Data entries:

+ + + +

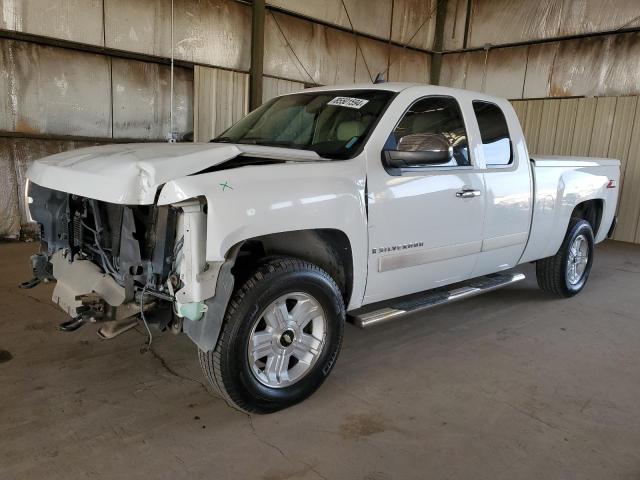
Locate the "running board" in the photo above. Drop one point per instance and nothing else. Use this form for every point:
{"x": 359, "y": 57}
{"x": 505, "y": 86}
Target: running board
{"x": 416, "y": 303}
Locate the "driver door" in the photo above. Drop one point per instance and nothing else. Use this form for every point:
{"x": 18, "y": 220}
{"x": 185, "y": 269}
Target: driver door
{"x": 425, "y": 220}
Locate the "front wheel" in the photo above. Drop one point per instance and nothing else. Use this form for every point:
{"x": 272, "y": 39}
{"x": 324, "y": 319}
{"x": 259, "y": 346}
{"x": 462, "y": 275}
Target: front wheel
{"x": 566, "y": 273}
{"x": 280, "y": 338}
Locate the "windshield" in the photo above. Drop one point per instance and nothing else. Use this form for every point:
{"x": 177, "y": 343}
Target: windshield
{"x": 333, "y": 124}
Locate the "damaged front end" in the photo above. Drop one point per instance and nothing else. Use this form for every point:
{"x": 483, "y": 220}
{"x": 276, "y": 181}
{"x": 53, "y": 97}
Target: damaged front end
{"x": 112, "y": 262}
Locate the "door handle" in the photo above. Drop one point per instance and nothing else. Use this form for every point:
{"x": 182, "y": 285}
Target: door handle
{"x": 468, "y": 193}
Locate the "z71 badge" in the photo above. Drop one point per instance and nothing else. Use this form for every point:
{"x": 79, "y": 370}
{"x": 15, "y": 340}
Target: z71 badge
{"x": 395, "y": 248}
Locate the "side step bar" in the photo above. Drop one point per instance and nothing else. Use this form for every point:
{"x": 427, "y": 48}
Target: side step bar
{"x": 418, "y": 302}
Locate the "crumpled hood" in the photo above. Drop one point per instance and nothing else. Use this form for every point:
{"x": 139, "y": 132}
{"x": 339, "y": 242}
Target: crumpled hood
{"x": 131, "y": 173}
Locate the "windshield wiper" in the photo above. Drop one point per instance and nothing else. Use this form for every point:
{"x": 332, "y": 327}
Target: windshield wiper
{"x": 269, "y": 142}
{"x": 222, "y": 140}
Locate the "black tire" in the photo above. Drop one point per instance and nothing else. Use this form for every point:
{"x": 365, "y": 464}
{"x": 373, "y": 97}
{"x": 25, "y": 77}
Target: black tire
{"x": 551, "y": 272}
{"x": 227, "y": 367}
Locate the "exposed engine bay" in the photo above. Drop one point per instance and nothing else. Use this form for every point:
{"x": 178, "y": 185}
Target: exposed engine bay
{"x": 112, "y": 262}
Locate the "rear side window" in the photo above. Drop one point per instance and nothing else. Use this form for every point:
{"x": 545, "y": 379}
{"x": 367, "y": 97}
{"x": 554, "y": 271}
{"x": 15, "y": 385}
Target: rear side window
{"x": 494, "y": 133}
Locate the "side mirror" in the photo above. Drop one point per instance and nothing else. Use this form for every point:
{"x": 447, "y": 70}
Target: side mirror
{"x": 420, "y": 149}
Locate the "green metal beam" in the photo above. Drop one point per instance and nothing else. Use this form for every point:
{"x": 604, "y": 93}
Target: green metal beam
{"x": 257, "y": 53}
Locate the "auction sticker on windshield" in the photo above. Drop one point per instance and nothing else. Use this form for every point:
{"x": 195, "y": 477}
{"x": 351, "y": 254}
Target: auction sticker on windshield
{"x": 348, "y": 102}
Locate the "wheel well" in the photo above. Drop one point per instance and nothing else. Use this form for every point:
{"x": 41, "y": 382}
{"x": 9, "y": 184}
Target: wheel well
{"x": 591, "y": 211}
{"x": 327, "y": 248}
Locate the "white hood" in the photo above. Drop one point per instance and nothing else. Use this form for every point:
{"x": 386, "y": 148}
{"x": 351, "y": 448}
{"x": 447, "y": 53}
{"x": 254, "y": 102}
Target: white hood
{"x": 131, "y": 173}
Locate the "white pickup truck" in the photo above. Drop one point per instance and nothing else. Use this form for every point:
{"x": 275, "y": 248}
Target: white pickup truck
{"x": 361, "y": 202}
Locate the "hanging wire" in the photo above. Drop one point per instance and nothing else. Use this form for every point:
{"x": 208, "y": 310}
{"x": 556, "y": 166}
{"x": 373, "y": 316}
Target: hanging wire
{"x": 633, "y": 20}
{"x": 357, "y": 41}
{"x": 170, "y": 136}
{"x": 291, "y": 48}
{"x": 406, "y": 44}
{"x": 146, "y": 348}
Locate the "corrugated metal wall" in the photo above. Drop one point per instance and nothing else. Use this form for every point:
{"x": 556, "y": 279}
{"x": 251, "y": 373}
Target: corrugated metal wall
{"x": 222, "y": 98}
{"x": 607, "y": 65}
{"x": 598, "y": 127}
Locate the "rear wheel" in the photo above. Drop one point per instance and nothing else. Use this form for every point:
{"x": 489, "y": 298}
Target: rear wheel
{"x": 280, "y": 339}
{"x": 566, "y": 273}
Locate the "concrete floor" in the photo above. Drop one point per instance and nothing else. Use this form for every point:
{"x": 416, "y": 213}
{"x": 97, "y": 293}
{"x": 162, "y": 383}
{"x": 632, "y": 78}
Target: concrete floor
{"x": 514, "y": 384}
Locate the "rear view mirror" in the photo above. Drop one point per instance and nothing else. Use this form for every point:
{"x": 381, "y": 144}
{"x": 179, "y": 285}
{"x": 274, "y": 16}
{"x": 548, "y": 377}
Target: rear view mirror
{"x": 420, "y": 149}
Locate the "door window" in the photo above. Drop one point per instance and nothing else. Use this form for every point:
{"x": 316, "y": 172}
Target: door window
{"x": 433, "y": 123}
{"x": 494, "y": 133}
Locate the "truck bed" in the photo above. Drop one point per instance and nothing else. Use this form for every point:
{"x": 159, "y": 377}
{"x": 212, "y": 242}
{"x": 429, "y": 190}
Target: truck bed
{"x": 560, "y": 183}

+ + + +

*Task:* Set down only these lines, exactly: the one containing "Target: door window" and each line after it through the end of the entries above.

*Task answer:*
Target: door window
{"x": 433, "y": 123}
{"x": 494, "y": 133}
Locate the "truck bed" in the photo above. Drop one point per instance and nothing else. Use this form for every point:
{"x": 159, "y": 377}
{"x": 212, "y": 242}
{"x": 429, "y": 190}
Target: truck bed
{"x": 560, "y": 183}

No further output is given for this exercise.